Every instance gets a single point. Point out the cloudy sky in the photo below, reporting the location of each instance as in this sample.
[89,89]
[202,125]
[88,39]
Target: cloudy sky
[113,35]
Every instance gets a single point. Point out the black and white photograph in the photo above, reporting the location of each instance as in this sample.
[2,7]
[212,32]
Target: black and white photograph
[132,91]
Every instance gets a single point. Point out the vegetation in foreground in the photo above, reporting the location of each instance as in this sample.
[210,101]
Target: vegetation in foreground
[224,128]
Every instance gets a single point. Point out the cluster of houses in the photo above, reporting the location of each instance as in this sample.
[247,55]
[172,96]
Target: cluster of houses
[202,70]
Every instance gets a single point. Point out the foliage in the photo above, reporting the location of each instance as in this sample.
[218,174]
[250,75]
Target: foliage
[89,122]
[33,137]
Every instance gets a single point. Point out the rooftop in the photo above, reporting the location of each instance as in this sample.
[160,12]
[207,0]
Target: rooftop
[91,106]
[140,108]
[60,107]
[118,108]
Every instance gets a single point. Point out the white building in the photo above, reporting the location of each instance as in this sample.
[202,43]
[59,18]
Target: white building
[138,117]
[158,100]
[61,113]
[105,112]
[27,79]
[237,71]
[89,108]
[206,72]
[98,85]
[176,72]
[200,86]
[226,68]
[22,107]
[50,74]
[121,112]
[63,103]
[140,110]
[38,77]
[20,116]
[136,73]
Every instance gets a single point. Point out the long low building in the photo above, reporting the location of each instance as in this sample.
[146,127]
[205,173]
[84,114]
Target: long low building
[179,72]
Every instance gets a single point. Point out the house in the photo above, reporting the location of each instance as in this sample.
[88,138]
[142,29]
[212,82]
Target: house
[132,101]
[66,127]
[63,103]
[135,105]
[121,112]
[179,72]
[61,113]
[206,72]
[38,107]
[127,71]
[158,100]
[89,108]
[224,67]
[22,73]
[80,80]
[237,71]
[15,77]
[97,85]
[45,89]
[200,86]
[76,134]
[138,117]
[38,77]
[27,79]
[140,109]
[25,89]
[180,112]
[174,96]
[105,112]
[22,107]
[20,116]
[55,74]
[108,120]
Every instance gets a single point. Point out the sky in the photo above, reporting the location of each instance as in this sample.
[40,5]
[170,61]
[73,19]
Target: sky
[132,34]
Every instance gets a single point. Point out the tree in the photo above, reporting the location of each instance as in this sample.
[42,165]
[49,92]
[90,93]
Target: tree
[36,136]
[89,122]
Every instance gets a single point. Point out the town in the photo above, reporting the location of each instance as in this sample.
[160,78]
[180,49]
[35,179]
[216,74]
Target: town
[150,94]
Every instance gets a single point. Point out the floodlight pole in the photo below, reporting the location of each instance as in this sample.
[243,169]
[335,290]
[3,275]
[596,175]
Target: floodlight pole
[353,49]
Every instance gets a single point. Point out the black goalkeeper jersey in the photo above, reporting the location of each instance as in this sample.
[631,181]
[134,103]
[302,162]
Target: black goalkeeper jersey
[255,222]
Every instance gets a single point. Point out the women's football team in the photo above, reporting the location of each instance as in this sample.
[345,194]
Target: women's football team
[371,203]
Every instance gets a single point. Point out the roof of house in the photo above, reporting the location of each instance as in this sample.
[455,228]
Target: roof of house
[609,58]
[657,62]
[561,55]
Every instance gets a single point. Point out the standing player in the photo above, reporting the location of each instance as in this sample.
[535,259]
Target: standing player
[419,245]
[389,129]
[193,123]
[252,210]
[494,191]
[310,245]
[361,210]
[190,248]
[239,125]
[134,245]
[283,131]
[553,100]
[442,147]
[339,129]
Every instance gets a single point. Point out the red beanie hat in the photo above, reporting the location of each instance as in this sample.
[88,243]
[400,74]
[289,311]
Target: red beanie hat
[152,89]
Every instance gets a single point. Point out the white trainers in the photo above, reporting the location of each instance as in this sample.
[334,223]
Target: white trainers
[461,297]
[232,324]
...
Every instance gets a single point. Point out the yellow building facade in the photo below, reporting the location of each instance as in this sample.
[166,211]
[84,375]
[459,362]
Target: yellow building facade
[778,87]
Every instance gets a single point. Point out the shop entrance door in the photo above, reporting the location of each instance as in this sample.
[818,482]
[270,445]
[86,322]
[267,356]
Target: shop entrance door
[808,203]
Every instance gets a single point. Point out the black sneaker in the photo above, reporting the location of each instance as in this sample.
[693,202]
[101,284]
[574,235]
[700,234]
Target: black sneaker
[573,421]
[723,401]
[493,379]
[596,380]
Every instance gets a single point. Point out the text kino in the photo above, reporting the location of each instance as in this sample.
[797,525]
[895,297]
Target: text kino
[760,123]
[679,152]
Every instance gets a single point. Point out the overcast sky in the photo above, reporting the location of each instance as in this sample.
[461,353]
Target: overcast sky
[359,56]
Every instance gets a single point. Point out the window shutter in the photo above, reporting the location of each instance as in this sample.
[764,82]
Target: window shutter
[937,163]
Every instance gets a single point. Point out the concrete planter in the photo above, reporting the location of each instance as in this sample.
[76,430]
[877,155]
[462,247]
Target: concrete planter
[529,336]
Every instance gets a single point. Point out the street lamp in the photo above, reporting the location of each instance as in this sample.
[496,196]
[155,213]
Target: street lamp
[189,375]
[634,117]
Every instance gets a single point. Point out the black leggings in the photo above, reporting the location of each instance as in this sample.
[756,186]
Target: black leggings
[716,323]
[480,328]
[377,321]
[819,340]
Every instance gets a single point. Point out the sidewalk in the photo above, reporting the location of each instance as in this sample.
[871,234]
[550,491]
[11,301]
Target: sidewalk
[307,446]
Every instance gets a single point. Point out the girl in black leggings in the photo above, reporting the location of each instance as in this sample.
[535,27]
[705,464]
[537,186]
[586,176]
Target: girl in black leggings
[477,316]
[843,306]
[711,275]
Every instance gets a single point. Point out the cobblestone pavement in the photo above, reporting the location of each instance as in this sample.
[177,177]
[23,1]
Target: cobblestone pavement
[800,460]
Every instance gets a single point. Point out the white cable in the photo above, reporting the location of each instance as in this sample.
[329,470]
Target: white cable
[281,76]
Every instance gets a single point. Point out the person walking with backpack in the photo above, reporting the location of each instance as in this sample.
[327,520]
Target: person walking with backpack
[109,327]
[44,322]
...
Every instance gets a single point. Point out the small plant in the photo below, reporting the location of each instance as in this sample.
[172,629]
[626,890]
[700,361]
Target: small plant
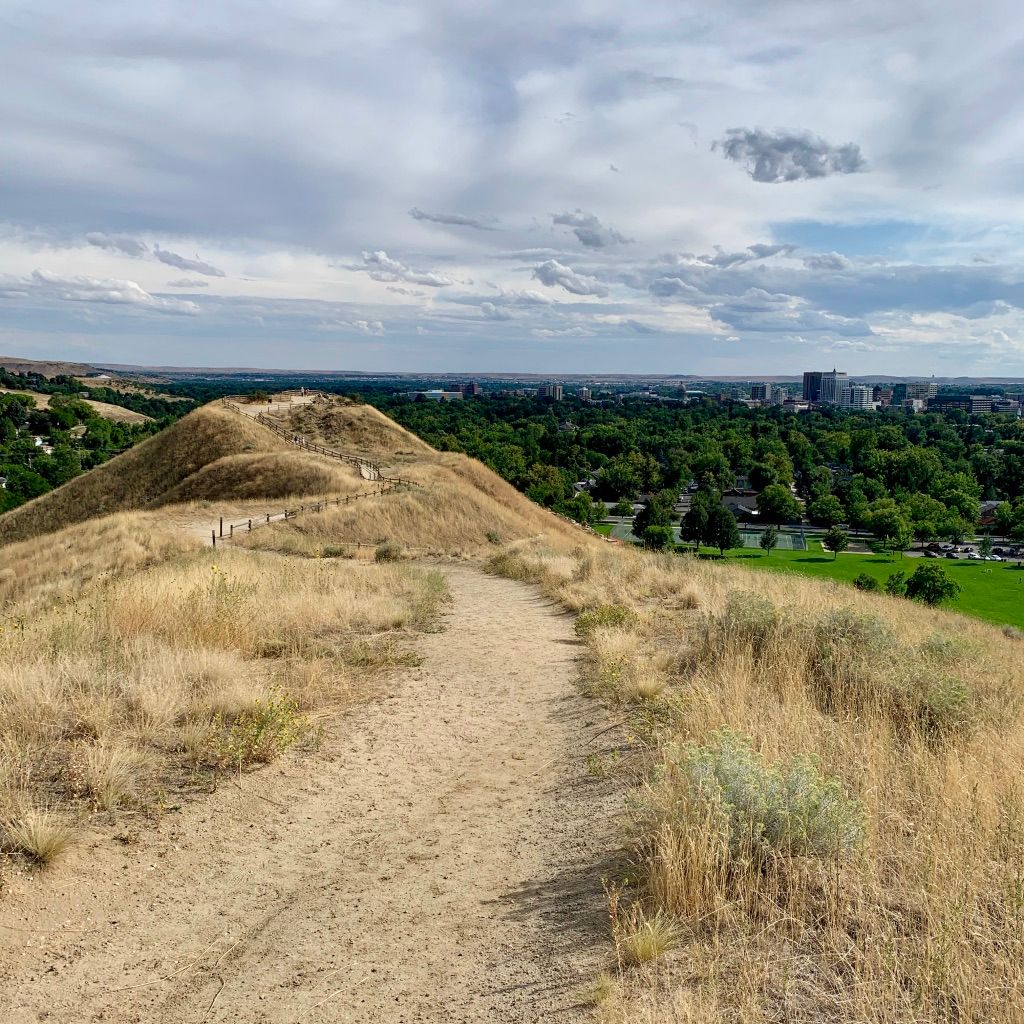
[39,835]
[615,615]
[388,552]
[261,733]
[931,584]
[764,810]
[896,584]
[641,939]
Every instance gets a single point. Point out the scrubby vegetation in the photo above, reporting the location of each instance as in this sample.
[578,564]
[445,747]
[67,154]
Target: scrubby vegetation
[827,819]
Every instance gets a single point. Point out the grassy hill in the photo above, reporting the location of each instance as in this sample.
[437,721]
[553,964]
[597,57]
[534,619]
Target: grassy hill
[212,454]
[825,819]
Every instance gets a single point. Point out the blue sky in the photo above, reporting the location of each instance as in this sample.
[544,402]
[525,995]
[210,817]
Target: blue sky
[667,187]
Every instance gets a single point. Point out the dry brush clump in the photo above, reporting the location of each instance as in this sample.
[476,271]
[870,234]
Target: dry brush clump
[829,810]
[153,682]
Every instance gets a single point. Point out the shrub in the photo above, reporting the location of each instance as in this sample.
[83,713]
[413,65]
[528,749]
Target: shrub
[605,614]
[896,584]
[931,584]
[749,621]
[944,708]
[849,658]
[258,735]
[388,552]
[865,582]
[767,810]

# TASK
Pull out each line of the entries above that contains the word "player", treating uppercase and lowercase as different.

# REPLY TO THE TASK
Every instance gets a single point. Point out the standing player in the photo above, reporting the location of each instance as in this sample.
Target: standing player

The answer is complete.